* Your task: Extract each line from the records below that contains the string "faucet", copying every such line in full. Matching is case-sensitive.

* Excerpted data:

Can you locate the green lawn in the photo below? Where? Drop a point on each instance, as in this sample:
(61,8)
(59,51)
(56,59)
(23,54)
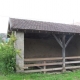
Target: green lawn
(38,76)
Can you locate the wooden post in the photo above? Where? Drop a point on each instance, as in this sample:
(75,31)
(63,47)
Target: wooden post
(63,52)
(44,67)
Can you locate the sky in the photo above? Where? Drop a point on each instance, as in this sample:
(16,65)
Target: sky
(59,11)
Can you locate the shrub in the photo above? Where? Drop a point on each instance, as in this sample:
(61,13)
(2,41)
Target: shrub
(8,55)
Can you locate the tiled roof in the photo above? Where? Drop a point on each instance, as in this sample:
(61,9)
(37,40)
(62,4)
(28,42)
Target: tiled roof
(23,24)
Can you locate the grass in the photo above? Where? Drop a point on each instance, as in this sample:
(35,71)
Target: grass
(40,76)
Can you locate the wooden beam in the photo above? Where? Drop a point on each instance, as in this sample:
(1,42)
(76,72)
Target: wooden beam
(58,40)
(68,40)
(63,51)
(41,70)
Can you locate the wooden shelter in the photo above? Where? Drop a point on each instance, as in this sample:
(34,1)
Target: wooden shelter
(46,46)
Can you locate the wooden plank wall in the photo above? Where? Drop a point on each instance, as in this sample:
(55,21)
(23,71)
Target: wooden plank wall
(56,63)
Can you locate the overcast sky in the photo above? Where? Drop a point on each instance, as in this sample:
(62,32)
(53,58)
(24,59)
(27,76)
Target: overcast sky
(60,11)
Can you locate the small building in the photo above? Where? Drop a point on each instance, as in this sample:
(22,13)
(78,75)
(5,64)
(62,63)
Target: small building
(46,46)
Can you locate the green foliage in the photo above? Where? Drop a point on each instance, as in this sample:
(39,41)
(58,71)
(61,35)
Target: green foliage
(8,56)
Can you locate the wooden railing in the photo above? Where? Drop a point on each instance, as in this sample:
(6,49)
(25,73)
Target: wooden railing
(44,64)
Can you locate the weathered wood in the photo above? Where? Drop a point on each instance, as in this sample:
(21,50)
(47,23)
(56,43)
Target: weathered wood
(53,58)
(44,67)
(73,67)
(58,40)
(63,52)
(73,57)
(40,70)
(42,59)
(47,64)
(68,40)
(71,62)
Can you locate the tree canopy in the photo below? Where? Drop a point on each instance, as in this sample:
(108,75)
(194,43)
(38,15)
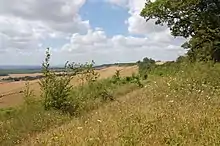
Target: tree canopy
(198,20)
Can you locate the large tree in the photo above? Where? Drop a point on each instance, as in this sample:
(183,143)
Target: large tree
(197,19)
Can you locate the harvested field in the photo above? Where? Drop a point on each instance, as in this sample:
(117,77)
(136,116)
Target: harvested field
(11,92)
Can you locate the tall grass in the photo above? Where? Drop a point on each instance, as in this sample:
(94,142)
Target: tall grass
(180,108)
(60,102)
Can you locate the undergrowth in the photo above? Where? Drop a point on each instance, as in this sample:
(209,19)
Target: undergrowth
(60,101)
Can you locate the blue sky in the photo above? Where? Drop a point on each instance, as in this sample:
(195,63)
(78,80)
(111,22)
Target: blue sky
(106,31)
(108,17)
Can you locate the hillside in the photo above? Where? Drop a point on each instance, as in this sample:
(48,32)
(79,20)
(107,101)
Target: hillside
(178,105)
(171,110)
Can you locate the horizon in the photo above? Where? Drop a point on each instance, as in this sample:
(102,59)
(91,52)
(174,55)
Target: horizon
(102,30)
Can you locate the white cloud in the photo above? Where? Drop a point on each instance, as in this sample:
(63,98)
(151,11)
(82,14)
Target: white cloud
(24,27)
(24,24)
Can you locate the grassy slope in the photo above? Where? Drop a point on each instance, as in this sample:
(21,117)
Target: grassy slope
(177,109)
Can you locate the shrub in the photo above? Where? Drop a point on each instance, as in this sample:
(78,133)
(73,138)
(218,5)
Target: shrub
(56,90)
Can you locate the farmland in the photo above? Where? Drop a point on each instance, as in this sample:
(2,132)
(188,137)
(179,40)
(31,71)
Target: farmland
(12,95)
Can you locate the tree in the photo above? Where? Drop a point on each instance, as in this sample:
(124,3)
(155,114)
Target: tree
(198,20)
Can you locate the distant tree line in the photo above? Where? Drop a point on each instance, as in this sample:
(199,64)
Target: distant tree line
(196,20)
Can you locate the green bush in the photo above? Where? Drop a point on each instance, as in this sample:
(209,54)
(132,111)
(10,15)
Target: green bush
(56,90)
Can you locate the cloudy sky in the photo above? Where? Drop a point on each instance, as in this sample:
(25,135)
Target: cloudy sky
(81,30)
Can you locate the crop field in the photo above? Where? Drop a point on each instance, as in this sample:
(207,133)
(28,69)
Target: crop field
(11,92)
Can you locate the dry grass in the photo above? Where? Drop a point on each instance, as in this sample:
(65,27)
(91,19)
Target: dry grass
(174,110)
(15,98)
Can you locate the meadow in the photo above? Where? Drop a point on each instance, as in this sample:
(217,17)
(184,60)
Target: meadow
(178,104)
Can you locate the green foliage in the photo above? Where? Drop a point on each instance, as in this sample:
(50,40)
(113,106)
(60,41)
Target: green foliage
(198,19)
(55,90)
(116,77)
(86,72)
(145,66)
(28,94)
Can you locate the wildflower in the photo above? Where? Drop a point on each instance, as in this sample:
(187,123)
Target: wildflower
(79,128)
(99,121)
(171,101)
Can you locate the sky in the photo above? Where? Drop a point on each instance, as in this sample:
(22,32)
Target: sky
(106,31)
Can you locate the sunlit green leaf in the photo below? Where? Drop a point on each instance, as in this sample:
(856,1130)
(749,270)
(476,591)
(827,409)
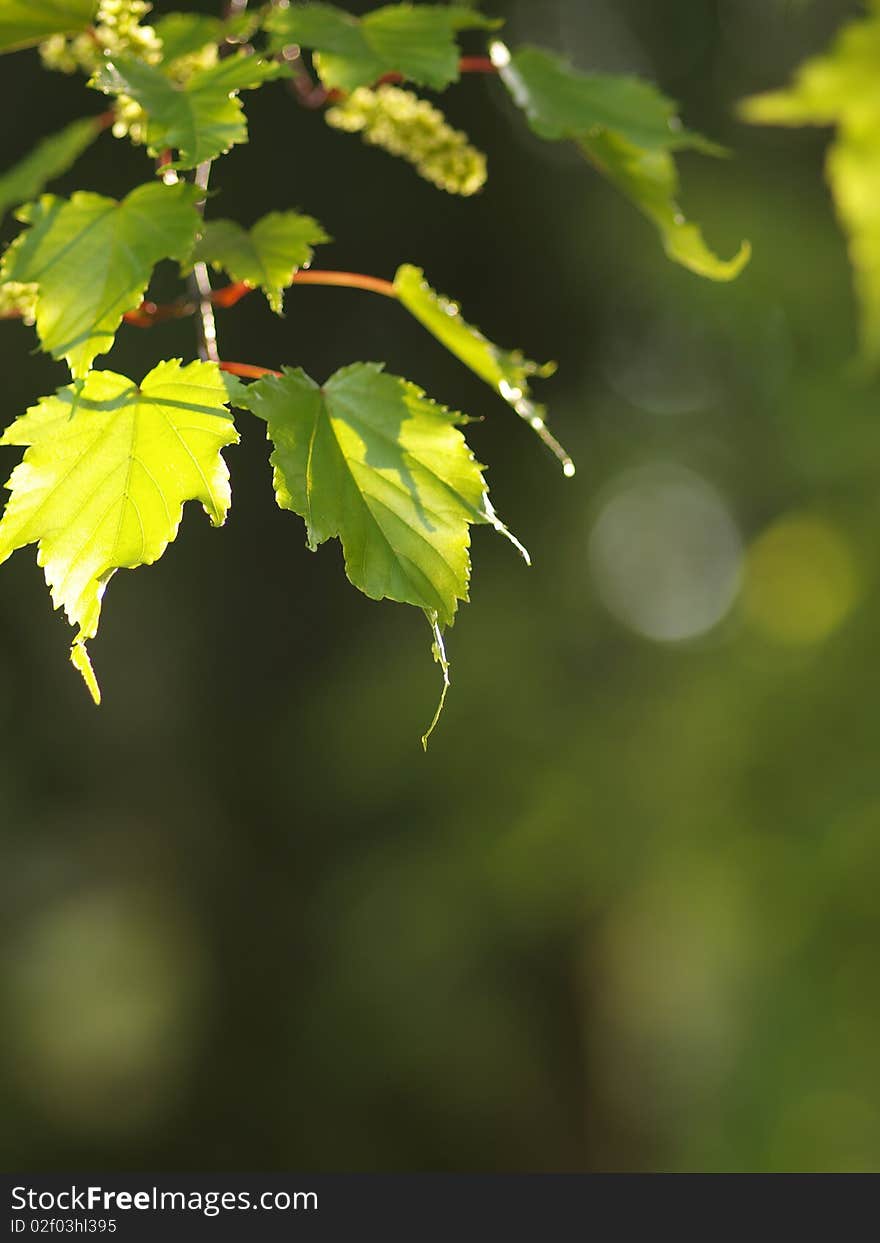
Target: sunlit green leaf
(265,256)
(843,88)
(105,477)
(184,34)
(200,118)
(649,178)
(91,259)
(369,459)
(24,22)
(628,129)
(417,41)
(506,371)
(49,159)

--

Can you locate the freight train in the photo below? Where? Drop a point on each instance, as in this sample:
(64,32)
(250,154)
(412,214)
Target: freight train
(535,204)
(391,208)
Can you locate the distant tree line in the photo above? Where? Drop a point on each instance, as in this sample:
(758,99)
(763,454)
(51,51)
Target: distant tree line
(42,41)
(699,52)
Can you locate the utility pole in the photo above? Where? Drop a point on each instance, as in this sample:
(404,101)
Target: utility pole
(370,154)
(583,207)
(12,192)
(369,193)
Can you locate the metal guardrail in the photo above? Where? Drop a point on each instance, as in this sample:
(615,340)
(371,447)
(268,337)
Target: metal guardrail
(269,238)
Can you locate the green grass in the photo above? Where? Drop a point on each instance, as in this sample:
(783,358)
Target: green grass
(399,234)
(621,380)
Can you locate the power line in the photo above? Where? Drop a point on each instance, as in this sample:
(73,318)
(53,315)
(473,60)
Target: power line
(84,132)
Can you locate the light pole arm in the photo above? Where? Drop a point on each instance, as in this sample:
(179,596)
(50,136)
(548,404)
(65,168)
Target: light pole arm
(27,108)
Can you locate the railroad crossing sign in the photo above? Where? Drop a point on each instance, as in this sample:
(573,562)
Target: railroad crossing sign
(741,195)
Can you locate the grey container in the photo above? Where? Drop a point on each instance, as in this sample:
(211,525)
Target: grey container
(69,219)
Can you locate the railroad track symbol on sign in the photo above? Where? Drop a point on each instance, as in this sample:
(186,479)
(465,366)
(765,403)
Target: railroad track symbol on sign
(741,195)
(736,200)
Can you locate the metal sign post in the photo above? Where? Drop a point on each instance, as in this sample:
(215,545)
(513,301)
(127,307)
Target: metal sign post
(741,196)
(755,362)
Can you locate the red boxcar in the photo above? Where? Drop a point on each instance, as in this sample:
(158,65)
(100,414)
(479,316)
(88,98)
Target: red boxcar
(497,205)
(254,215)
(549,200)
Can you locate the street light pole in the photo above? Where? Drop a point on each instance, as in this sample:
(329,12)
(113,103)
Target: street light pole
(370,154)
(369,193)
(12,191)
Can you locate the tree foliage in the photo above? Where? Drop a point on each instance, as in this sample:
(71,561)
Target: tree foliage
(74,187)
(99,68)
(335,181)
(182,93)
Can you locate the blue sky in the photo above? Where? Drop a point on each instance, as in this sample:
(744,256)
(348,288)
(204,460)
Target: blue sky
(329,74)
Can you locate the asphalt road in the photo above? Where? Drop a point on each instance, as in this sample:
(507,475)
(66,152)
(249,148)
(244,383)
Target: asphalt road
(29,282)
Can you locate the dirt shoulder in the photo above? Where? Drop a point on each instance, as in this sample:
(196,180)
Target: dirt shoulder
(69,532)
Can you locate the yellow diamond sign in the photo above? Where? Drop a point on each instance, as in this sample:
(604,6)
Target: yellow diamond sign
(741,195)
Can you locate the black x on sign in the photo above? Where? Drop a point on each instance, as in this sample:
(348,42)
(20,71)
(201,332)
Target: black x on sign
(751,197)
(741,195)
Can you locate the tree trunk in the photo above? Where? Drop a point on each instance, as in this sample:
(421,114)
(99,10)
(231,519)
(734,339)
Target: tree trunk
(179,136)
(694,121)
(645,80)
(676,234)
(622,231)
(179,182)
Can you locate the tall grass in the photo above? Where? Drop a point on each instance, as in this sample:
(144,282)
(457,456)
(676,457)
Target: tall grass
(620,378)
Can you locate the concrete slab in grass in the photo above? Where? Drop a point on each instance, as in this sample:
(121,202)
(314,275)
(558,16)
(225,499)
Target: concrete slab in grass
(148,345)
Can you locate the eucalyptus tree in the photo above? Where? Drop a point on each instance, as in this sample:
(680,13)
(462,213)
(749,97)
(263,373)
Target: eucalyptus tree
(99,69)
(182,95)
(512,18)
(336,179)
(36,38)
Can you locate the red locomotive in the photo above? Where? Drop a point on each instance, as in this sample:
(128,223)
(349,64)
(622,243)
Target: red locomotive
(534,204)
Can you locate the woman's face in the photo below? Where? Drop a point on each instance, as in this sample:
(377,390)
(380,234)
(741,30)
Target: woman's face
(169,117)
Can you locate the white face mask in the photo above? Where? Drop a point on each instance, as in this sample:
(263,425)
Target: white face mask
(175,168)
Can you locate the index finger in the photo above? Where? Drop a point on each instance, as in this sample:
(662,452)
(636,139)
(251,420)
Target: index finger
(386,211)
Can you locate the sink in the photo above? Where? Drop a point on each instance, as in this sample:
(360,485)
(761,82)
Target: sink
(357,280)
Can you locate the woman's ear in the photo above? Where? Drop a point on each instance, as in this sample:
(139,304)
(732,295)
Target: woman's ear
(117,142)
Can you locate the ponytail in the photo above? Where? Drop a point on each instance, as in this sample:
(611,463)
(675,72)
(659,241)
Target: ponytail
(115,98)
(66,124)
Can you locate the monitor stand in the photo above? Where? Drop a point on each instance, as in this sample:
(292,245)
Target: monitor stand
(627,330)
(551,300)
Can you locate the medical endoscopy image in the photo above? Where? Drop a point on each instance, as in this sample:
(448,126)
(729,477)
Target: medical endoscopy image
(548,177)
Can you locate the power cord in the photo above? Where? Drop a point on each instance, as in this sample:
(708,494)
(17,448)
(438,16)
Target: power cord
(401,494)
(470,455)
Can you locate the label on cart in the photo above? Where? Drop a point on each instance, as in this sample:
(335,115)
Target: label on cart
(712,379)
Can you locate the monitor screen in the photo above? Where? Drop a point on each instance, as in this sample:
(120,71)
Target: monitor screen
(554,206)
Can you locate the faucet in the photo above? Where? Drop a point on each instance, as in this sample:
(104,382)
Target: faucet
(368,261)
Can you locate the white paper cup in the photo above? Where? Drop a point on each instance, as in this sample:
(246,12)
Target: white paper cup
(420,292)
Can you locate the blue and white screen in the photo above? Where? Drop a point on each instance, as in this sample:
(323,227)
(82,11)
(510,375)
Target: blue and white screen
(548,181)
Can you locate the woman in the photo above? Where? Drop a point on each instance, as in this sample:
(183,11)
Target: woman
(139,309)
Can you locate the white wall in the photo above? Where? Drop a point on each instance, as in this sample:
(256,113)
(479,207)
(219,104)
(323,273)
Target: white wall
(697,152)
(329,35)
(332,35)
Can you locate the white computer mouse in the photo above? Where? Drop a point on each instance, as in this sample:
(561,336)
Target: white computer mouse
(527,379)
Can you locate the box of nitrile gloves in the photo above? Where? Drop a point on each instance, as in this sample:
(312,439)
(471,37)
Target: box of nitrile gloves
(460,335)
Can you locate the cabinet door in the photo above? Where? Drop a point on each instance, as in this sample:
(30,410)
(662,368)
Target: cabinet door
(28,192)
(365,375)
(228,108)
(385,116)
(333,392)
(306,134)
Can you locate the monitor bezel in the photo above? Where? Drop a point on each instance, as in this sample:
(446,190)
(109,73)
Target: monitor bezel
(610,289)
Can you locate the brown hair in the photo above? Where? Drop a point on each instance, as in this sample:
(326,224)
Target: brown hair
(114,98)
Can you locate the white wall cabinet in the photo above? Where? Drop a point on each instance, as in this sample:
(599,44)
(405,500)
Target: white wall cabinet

---

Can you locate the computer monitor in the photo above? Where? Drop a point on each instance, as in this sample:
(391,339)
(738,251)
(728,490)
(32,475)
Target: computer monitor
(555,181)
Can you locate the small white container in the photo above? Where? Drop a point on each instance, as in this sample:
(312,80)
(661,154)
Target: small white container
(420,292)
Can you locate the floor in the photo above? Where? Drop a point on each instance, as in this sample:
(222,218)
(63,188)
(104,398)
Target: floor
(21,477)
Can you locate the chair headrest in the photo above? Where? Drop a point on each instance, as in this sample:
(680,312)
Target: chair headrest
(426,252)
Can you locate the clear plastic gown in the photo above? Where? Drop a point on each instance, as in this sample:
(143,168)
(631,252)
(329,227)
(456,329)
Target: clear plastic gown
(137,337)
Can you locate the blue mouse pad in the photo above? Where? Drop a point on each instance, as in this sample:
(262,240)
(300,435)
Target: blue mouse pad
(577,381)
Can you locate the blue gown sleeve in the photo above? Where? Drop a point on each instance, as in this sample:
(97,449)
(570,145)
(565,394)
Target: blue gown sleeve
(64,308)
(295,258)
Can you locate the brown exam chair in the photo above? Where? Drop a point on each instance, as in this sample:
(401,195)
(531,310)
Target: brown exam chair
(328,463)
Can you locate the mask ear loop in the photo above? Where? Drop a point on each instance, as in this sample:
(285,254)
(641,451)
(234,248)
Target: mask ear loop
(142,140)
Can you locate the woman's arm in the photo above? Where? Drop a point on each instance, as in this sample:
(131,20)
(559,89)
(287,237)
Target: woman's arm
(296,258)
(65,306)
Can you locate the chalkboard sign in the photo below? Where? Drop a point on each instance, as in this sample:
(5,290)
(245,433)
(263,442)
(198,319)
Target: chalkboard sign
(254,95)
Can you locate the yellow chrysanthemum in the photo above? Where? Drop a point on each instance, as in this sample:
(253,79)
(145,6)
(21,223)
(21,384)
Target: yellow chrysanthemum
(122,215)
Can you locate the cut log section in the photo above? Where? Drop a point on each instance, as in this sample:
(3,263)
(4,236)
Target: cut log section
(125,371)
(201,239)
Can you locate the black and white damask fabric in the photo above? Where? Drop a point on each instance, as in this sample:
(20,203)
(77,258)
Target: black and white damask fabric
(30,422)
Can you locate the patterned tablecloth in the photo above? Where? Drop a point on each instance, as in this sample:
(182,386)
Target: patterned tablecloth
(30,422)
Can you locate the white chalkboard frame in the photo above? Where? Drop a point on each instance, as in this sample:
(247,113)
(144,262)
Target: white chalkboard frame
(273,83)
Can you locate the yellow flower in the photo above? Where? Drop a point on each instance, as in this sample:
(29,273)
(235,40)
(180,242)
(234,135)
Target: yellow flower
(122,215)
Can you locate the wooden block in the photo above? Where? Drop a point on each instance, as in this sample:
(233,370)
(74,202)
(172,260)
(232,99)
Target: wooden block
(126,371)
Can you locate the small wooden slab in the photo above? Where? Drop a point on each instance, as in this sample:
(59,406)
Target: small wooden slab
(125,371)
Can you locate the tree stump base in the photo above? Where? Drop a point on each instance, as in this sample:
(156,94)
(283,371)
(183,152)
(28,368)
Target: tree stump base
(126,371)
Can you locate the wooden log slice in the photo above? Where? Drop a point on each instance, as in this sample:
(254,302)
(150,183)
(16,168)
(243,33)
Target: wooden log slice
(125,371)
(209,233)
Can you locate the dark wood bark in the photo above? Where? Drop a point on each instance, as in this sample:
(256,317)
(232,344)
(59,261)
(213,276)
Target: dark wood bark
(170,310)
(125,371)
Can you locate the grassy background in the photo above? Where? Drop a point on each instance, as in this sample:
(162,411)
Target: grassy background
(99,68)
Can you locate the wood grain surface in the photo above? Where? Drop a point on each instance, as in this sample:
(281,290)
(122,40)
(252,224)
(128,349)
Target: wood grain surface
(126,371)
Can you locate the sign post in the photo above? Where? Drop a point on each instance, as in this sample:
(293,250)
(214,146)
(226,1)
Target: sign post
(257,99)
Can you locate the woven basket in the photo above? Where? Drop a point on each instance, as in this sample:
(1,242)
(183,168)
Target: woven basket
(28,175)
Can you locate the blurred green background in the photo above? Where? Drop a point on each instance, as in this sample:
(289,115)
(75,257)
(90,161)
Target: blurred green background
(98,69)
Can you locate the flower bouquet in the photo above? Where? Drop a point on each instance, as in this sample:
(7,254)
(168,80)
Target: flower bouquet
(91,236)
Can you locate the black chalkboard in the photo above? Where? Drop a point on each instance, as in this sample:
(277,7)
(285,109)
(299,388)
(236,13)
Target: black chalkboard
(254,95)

* Complete response:
Can you locate the faucet in the photo above? Where? Drop a point on each instance, as in this sample:
Target: faucet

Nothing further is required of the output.